#### TEXT TO READ:
----------

Photo courtesy of Florida Sea Grant
You may, may not, have heard of this one – most have by now. It is an invader to our reefs. To be an invasive species you must #1 be non-native. The lionfish is. There are actually about 20 species of lionfish inhabiting either the Indo-Pacific or the Red Sea region.
#2 have been brought here by humans (either intentionally or unintentionally – but they did not make it on their own) – this is the case with the lionfish. It was brought here for the aquarium trade. There are actually two species brought here: The Red Lionfish (Pterois volitans) and the Devilfish (Pterois miles). Over 95% of what has been captured are the red lionfish – but it really does not matter, they look and act the same – so they are just called “lionfish”.

----------

#### DATASET CONTENT:
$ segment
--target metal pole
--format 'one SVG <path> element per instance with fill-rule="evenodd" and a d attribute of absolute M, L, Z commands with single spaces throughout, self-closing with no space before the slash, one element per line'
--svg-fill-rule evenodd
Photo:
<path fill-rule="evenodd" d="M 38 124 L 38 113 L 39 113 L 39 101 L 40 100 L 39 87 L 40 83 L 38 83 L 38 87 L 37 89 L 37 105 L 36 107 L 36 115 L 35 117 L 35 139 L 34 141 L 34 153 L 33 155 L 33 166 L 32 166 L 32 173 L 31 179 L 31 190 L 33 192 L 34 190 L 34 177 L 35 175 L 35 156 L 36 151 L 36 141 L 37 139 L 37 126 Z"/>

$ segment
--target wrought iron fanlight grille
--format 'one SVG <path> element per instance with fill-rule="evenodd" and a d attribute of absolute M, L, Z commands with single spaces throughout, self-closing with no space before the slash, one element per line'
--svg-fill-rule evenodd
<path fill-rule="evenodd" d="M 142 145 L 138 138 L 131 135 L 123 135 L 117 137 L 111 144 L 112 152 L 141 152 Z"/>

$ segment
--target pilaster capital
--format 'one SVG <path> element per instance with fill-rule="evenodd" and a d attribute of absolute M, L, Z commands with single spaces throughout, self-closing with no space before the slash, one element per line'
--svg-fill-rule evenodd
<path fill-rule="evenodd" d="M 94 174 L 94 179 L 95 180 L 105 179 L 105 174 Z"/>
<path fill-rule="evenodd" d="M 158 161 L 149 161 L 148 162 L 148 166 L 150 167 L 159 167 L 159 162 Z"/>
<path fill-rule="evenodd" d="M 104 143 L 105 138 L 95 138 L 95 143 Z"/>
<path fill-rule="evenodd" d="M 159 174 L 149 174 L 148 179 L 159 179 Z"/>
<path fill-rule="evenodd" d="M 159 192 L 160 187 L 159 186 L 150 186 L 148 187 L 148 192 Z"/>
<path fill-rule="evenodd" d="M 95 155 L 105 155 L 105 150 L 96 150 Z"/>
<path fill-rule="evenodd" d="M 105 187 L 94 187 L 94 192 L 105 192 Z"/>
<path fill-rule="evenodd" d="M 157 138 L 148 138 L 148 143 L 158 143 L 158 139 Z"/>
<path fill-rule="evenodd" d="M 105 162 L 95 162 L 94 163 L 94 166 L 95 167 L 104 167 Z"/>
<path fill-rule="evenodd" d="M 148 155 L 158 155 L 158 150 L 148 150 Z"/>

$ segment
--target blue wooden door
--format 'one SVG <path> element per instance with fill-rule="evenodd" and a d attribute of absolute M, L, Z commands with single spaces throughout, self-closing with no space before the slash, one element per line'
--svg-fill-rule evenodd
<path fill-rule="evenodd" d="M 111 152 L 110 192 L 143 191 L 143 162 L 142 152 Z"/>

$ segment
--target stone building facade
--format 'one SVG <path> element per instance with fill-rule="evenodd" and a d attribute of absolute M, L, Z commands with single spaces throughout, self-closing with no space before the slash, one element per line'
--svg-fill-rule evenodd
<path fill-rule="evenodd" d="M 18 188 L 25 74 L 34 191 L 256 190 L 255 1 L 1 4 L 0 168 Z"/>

----------

#### TASK TO CARRY OUT:
Reproduce the part of the lionfish passage that starts with "Photo courtesy of" and stops after "Red Sea region.", keeping every word and mark unchanged.

#### SOLUTION TO THIS PROBLEM:
Photo courtesy of Florida Sea Grant
You may, may not, have heard of this one – most have by now. It is an invader to our reefs. To be an invasive species you must #1 be non-native. The lionfish is. There are actually about 20 species of lionfish inhabiting either the Indo-Pacific or the Red Sea region.